Exercise aim: Start at the line containing "Find the **river" and transcribe every line exactly through the end of the records below, and only those lines.
---------------
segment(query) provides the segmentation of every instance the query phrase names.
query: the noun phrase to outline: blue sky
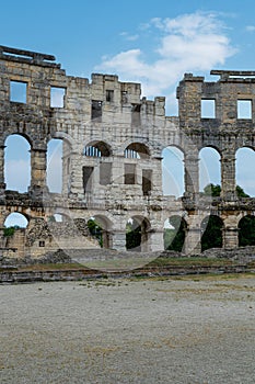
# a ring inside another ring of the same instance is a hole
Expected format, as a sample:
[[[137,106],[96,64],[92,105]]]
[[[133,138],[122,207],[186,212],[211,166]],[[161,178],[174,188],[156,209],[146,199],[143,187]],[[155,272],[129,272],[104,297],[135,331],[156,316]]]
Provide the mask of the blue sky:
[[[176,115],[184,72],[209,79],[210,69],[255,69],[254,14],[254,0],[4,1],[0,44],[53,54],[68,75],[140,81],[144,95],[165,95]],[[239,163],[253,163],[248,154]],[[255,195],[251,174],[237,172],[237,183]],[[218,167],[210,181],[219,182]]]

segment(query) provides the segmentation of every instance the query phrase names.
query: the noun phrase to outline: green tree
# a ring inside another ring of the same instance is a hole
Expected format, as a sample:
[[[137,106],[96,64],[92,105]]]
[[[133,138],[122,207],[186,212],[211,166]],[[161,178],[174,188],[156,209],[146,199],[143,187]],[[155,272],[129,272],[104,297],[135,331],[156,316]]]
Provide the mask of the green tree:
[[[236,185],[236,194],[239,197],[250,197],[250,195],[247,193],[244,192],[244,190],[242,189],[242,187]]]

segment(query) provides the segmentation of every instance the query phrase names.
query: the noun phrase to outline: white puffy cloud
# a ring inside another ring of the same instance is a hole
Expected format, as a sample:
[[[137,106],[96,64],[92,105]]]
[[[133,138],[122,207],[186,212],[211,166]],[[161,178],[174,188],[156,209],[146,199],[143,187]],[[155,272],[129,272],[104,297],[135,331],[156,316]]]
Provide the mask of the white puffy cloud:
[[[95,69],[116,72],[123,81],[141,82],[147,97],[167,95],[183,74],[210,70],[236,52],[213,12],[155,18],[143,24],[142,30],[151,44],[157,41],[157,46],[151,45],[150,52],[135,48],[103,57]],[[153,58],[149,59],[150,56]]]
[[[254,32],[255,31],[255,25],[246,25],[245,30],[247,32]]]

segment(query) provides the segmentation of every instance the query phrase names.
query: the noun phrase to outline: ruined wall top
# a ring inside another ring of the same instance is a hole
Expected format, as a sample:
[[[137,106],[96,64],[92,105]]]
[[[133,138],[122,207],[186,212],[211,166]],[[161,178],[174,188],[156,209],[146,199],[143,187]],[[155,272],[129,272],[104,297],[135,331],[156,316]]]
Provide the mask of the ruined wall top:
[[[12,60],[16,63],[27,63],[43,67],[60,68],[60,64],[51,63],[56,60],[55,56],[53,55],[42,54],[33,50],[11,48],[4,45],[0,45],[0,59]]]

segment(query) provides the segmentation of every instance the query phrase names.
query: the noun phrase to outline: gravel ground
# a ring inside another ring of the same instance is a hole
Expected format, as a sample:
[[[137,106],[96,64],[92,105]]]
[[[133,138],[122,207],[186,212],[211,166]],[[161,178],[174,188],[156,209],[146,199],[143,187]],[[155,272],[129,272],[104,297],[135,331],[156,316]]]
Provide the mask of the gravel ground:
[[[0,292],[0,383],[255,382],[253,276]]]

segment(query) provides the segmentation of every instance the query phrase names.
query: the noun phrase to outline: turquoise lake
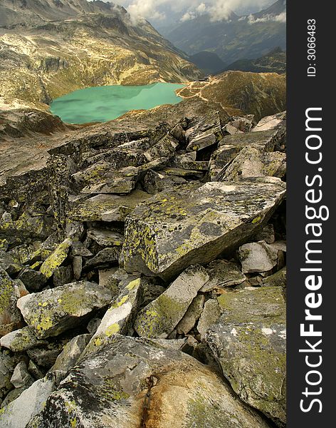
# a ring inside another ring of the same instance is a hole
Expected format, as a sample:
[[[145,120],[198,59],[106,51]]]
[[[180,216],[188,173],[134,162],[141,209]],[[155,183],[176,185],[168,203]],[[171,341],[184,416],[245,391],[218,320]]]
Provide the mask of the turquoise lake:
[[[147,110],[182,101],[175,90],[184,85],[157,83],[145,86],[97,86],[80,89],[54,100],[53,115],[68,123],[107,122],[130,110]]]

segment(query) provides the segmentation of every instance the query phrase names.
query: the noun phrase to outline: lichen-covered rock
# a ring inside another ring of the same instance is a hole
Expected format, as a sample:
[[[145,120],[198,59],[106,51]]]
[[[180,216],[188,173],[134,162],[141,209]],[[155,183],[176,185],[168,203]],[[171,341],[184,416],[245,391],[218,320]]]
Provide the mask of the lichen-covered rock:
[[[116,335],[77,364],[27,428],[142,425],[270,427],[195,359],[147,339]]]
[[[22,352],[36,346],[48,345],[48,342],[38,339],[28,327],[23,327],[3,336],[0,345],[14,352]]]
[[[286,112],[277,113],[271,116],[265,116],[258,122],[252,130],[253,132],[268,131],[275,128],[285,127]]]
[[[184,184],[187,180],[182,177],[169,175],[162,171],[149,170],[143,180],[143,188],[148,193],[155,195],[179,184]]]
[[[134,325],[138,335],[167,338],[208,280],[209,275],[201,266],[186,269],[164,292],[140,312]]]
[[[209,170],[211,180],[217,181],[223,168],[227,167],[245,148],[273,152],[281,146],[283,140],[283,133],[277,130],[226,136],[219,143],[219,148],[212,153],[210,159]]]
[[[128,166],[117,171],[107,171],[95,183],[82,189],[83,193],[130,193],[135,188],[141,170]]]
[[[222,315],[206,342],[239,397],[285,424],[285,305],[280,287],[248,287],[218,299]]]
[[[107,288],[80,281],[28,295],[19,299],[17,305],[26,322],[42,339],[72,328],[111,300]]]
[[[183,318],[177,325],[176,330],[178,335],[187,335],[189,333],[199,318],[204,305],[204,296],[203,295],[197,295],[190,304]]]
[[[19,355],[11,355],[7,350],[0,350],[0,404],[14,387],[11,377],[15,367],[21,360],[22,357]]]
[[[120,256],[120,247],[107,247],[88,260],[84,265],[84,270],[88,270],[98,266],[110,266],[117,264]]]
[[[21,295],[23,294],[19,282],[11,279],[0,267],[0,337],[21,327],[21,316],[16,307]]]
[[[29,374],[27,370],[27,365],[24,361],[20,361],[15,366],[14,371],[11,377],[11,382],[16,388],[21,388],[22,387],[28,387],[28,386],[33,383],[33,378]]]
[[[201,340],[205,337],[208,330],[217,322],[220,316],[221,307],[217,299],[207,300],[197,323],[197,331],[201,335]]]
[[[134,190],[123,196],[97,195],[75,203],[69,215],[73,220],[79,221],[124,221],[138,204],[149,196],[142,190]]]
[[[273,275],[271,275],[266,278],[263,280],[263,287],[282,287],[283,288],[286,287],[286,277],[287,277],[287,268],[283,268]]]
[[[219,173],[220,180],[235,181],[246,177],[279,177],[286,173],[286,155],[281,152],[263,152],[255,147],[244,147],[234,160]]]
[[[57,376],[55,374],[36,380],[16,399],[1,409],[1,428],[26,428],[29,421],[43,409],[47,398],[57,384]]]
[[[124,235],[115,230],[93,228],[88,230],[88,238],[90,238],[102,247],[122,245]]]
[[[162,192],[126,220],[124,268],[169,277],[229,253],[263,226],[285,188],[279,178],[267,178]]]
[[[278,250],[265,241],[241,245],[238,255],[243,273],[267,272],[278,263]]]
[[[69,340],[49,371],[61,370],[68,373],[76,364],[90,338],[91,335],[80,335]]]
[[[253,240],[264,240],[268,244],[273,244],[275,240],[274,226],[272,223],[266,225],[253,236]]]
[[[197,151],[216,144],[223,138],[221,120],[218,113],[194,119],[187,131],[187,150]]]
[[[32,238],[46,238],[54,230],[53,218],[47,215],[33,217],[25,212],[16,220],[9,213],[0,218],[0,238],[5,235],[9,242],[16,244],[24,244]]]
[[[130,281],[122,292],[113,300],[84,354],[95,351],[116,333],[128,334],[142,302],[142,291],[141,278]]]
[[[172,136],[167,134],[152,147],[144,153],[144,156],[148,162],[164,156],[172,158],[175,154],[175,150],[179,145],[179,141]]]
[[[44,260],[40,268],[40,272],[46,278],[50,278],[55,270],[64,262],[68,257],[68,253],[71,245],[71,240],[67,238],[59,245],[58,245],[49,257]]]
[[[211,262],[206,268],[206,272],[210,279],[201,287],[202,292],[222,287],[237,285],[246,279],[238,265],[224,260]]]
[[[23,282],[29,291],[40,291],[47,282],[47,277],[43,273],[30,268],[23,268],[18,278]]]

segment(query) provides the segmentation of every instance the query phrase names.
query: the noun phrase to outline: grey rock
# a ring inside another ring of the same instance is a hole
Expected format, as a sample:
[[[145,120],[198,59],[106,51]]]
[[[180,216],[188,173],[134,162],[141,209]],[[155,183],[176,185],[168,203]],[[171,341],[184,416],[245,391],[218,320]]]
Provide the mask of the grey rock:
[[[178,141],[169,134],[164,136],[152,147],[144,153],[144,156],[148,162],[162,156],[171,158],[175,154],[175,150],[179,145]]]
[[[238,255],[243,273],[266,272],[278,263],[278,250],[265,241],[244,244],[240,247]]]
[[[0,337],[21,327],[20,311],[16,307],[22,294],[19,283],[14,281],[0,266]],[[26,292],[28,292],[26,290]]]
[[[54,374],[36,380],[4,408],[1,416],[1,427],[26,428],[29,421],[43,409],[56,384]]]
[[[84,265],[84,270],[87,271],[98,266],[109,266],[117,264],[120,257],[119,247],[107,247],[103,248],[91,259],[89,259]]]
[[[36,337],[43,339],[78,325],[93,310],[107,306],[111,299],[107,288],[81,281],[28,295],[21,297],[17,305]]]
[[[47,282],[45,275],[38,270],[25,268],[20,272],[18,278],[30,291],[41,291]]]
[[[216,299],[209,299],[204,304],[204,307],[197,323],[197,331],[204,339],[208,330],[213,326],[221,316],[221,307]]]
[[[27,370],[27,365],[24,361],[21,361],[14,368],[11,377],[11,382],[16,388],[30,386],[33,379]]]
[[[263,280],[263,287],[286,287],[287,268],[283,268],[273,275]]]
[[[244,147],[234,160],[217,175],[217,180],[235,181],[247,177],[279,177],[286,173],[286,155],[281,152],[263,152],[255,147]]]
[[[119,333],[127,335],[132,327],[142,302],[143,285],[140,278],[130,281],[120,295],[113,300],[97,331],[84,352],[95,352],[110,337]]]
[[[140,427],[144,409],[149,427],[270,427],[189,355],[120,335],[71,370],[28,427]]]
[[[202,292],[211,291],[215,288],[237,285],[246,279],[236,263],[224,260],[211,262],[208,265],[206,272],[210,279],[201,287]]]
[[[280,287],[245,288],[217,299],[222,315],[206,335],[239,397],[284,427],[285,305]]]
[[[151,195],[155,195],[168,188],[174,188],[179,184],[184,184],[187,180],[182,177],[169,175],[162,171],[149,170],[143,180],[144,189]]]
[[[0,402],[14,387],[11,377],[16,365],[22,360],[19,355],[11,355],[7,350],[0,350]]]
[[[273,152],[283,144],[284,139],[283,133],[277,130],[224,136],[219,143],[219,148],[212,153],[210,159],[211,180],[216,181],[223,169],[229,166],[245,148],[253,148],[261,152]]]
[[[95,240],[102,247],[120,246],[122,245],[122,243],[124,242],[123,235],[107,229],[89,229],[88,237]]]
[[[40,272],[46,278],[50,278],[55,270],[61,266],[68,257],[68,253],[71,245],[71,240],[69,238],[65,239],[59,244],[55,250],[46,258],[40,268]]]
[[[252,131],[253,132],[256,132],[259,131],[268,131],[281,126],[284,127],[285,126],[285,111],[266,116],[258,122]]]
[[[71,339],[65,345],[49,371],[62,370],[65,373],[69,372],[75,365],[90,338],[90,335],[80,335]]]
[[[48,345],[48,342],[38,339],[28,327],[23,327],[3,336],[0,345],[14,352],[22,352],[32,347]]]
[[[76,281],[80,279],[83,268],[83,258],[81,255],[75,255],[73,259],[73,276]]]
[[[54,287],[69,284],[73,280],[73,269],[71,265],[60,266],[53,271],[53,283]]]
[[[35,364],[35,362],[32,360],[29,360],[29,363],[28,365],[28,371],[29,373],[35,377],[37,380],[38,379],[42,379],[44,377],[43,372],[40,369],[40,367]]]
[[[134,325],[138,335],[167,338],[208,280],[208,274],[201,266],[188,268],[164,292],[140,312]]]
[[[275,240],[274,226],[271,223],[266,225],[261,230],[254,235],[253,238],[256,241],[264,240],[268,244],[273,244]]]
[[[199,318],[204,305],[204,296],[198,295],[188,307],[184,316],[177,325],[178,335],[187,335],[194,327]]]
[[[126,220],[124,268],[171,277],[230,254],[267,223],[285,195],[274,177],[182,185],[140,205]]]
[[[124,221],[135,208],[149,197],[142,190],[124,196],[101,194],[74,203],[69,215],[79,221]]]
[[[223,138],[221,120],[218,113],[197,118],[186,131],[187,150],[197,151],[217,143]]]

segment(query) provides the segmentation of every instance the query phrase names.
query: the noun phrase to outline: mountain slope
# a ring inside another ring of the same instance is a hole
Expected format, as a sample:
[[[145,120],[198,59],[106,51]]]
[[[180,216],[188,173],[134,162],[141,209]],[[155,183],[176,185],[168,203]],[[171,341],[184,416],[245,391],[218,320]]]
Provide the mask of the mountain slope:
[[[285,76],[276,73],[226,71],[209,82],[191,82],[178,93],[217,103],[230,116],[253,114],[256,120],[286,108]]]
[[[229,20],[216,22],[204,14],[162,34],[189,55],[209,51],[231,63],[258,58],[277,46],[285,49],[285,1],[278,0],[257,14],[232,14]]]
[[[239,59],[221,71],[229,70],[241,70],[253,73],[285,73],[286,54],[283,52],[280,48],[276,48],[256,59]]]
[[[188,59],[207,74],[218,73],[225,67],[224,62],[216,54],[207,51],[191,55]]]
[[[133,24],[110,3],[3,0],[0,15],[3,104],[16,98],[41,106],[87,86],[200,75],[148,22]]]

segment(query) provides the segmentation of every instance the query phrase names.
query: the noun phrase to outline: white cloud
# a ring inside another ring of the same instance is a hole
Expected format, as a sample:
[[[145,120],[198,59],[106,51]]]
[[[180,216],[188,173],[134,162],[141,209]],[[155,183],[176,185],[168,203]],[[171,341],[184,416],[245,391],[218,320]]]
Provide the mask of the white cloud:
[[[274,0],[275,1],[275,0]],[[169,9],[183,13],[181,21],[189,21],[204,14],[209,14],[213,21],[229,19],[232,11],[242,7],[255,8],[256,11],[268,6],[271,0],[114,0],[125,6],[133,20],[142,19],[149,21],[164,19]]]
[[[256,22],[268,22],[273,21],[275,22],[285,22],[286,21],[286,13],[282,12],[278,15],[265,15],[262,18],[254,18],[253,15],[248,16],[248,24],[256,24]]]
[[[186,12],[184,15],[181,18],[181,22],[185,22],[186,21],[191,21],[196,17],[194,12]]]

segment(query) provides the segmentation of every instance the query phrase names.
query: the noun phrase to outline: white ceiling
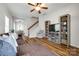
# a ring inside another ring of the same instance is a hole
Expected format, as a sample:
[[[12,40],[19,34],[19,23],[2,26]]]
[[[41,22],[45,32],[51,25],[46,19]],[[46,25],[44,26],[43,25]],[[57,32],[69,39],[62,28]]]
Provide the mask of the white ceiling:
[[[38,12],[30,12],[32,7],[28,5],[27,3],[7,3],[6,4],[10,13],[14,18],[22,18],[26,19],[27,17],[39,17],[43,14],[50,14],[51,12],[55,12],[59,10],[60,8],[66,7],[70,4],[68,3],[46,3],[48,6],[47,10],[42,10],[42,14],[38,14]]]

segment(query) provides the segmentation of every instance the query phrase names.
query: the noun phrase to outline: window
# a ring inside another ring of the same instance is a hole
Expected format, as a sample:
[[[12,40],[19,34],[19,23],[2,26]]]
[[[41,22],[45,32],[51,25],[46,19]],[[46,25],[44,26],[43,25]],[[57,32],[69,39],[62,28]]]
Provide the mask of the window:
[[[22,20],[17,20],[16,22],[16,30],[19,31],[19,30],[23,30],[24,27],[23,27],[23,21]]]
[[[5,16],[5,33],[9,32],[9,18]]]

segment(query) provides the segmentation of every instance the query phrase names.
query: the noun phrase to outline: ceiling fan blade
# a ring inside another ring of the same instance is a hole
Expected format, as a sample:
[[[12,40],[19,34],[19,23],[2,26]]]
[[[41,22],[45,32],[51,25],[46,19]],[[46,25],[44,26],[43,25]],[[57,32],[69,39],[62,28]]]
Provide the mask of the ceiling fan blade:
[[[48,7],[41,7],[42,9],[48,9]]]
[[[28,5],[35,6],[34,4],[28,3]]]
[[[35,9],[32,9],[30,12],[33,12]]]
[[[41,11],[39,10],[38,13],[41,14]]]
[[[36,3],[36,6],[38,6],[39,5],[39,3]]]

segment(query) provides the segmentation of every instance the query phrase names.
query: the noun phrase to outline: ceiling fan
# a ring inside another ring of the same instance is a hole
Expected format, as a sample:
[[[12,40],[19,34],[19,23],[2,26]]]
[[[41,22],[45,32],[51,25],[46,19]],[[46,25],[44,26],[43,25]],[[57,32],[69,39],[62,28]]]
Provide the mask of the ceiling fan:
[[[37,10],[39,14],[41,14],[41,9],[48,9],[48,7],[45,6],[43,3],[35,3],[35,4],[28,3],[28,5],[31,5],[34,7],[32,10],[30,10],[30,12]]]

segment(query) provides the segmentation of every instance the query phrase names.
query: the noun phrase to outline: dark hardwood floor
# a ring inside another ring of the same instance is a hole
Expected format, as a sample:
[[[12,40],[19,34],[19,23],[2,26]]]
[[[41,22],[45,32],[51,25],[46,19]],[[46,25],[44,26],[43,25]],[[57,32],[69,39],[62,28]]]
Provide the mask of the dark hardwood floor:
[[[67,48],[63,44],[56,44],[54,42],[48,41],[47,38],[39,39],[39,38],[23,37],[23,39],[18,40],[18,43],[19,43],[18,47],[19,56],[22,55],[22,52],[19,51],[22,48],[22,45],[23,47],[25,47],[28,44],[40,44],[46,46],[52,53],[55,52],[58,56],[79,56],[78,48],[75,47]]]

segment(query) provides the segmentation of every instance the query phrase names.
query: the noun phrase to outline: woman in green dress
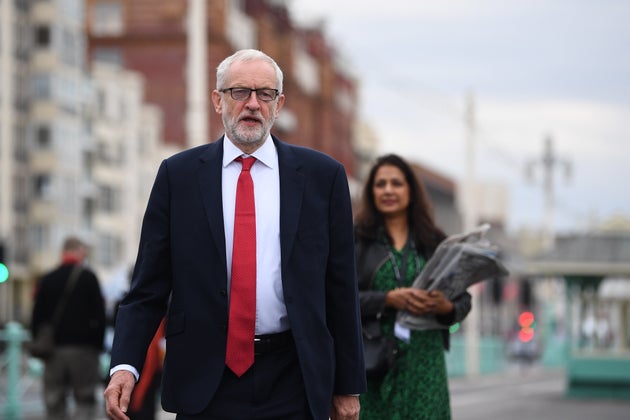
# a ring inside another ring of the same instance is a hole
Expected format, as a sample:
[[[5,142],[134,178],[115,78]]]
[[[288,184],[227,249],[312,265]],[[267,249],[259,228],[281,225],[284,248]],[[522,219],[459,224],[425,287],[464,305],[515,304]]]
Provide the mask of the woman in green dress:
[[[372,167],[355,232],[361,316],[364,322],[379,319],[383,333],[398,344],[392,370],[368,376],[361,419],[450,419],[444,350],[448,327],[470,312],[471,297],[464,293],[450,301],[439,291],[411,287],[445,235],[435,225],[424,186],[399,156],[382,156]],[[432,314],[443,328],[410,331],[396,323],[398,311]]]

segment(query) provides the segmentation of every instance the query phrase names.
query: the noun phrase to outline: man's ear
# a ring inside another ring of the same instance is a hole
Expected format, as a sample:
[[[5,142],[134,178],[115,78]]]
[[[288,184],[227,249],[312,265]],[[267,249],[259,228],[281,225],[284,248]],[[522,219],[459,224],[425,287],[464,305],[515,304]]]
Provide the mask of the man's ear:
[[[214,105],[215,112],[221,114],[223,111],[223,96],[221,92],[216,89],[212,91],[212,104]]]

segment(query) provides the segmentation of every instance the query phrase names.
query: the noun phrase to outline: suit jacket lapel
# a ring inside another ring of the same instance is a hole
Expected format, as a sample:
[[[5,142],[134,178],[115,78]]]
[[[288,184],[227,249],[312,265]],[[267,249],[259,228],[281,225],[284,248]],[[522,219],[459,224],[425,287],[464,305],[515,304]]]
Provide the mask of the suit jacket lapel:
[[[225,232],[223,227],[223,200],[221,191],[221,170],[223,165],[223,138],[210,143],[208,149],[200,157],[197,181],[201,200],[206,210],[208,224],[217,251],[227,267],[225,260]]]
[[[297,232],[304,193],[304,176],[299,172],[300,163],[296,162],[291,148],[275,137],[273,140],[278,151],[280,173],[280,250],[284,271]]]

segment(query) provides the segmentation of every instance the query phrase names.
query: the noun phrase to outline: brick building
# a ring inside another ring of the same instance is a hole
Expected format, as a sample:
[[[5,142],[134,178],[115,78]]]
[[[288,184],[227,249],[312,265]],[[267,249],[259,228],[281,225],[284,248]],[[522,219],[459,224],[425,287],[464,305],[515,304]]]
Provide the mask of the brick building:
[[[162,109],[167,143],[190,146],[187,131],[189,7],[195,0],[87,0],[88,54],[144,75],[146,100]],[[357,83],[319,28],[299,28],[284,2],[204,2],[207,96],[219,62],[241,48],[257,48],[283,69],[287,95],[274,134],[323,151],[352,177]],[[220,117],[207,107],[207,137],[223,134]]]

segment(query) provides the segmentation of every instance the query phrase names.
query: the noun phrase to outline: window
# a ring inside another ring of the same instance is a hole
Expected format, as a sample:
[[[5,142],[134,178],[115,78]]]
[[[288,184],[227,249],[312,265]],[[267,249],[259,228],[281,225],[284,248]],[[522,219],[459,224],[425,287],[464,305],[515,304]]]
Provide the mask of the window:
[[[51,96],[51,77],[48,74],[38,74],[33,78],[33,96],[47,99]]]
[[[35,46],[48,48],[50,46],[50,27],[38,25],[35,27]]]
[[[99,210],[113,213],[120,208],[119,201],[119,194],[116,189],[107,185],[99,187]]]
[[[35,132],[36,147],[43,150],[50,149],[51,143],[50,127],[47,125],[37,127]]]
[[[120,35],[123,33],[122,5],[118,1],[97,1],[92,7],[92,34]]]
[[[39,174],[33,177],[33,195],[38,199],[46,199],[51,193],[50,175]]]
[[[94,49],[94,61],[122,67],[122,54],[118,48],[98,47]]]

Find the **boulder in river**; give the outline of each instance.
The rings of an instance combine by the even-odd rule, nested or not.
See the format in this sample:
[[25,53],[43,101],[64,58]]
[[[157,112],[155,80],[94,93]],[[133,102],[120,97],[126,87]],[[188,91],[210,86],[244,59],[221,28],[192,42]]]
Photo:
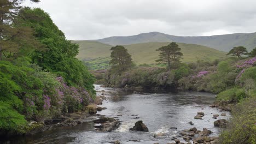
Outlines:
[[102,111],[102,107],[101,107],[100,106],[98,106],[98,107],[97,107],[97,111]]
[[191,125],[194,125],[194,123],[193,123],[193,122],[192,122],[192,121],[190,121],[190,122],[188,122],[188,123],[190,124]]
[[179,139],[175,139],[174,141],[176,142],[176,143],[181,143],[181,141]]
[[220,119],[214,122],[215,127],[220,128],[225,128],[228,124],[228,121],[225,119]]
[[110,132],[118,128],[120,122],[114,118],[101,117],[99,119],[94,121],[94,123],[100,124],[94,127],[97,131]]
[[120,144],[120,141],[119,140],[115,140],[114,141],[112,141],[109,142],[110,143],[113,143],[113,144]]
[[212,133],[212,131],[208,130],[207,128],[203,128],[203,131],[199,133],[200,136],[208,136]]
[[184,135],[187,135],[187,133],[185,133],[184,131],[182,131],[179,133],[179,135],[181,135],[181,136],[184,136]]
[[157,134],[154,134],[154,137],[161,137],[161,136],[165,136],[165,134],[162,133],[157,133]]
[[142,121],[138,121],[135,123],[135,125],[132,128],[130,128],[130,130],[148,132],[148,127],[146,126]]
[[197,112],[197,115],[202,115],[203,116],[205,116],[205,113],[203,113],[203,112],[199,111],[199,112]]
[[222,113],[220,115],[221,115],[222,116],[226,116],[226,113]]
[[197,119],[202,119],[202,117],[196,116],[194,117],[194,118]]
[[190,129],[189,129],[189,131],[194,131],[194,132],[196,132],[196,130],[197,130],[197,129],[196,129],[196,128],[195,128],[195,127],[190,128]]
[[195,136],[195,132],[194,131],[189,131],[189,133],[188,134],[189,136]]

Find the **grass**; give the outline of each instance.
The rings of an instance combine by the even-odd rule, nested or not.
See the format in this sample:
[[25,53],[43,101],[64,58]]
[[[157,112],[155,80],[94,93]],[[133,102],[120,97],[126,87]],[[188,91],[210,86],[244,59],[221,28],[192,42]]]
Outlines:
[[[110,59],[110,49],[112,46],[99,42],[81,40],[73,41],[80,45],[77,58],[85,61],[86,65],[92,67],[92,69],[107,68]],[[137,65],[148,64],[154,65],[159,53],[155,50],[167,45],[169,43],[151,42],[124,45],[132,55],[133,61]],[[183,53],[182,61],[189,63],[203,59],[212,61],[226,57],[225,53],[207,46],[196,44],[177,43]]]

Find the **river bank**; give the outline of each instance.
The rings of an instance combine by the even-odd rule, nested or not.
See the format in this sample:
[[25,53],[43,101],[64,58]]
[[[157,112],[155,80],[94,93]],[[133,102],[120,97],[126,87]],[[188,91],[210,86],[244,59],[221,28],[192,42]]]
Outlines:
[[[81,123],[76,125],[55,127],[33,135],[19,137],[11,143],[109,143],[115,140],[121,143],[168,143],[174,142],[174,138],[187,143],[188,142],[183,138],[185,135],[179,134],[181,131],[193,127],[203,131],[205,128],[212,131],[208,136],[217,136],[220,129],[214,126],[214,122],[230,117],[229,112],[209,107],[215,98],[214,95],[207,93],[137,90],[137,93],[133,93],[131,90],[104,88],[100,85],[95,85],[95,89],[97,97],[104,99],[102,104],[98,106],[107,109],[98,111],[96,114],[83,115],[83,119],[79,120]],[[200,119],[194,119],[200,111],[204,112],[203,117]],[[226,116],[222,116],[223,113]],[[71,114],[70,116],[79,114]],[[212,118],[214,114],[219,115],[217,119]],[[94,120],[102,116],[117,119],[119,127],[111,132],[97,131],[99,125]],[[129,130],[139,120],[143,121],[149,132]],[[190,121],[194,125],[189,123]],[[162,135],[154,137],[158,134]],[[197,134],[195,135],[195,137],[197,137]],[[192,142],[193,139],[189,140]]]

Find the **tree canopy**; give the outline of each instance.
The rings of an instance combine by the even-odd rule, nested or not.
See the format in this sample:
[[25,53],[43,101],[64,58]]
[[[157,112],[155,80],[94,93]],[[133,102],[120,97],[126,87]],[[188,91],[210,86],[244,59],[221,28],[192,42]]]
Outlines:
---------------
Result for this exercise:
Find the **river bank**; give the outline of each instance.
The rings of an instance combine by the even-odd rule, nested or not.
See the format in this sample:
[[25,53],[43,101],[64,58]]
[[[157,112],[155,80],[94,93]],[[133,102],[120,97],[126,87]],[[188,91],[210,86],[244,59],[221,28],[192,42]]]
Outlines:
[[[81,123],[76,125],[55,127],[33,135],[19,137],[11,143],[109,143],[115,140],[121,143],[168,143],[174,142],[174,138],[187,143],[188,142],[183,138],[185,135],[179,134],[181,131],[193,127],[203,131],[205,128],[212,131],[208,136],[217,136],[220,129],[214,126],[214,122],[230,117],[229,112],[209,107],[215,98],[214,95],[207,93],[137,90],[137,93],[133,93],[131,90],[104,88],[100,85],[95,85],[95,89],[97,97],[104,99],[102,104],[98,106],[107,109],[98,111],[96,114],[83,115],[83,119],[79,120]],[[200,119],[194,119],[200,111],[204,112],[203,117]],[[226,116],[222,116],[223,113]],[[71,114],[70,116],[79,114]],[[212,118],[214,114],[219,115],[217,119]],[[94,120],[102,116],[117,119],[119,127],[111,132],[97,131],[99,125]],[[129,130],[139,120],[143,121],[149,132]],[[190,121],[194,125],[189,123]],[[162,135],[154,137],[158,134]],[[197,134],[195,135],[195,137],[197,137]],[[192,142],[193,139],[189,140]]]

Find the **tree canopy**; give the outline of each instance.
The rings of an instance combine by the even-odd rule, nested or not.
See the format in this sample:
[[25,53],[43,101],[64,58]]
[[[157,112],[155,80],[94,93]],[[133,102],[120,97],[126,87]],[[188,91],[210,86],[244,59],[221,28],[192,42]]]
Outlines:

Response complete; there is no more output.